In the text on integrating HOP and reliability principles below, list everything that the 5 Principles of Human Performance are said to intentionally enhance in organizations.

_QUOTED PASSAGE_
__________________________________________________
Integration of HOP and Reliability Principles
Recently Teresa Swinton, the Founder and Owner of Paradigm Human Performance, gave a presentation to her neighbours in the Plymouth Science Park, Plymouth, UK, and titled it Managing Operational Performance During COVID-19. There are many gems and valuable nuggets in the presentation, but one struck a chord with me when she mentioned Deference to Expertise, a principle of High Reliability Organizing. You would be well-served if you were to view the entire presentation here: https://youtu.be/ai7F-CWXuvI
Principles are like truths. They are an accurate way to determine the foundations of our thinking.
Performance
Human and Organizational Performance (HOP), through decades of academic research and professional practice, has produced principles that hold true across many different socio-technical industries. Many people work in high-consequence occupations, where when people make mistakes they, or others, could be killed, maimed, or seriously injured.
Human Performance Principles are building blocks whose points we believe are true and make up the foundational thinking of our philosophy. We believe the 5 Principles of Human Performance seem to be consistently woven throughout all of our thinking, learning, and actions to intentionally enhance operational stability, reliability, and improvement in our organizations. I do not number these principles because some might assume that one is more important than another in an ordered list.
__________________________________________________
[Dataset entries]
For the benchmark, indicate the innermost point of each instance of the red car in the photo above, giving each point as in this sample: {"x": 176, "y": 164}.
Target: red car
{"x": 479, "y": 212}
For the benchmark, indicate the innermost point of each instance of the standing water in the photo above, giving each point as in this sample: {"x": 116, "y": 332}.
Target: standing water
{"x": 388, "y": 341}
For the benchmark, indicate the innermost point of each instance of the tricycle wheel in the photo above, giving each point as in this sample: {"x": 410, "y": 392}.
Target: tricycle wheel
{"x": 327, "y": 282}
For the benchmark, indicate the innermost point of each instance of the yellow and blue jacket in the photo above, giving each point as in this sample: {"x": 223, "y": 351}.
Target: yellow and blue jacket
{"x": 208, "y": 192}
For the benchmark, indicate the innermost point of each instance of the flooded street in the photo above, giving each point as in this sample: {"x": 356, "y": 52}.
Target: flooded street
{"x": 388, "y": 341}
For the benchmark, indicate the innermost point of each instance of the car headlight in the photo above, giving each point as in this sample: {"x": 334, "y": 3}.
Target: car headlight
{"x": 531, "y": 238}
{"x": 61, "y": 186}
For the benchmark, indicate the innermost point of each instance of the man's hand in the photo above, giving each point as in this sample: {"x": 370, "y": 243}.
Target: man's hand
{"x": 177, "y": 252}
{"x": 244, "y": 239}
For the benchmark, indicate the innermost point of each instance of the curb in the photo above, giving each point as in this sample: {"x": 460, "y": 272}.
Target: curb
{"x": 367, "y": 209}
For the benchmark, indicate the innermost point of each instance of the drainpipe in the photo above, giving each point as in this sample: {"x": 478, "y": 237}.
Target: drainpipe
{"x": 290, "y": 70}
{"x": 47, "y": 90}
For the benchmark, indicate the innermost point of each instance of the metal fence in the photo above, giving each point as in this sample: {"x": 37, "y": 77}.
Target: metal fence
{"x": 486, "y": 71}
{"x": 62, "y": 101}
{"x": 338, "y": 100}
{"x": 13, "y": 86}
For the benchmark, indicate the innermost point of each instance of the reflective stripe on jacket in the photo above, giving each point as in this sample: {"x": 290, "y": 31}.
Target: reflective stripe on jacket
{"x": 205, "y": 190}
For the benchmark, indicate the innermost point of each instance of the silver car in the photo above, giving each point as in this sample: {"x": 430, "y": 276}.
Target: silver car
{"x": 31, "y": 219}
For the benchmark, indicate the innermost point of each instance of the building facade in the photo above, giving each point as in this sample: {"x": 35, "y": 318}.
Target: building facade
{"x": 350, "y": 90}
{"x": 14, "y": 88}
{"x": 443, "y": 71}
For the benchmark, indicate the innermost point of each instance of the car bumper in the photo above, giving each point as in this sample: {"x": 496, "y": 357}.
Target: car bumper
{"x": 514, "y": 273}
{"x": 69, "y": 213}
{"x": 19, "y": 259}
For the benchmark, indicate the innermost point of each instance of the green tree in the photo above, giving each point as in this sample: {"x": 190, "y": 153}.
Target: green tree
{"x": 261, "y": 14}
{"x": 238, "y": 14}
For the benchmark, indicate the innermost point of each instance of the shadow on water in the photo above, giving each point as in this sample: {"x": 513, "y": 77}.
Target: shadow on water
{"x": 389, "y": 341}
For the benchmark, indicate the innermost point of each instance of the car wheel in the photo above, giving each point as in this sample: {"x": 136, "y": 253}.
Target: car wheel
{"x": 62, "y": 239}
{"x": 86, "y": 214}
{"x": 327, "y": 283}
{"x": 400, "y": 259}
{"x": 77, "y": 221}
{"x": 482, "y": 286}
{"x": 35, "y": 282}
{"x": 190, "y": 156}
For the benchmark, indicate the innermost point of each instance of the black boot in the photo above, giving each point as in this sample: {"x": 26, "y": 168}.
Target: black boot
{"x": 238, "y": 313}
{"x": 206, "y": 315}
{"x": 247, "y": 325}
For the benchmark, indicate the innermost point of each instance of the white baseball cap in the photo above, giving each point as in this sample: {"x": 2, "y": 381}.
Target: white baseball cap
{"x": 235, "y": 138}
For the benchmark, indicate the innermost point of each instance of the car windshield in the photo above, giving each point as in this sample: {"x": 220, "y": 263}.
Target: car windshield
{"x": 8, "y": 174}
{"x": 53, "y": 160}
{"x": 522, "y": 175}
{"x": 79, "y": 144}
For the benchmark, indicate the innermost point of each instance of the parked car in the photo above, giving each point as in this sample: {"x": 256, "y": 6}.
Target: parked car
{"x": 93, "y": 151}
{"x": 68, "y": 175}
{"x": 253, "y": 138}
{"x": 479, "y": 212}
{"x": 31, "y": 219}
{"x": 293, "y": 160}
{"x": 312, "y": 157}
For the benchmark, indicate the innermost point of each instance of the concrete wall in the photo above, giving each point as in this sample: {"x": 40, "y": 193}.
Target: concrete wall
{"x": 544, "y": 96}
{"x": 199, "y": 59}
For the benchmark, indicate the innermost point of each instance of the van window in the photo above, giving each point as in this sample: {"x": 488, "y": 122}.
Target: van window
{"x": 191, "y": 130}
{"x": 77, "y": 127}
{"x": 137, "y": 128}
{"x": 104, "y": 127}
__________________________________________________
_RESULT OF THE TASK_
- Operational stability
- Reliability
- Improvement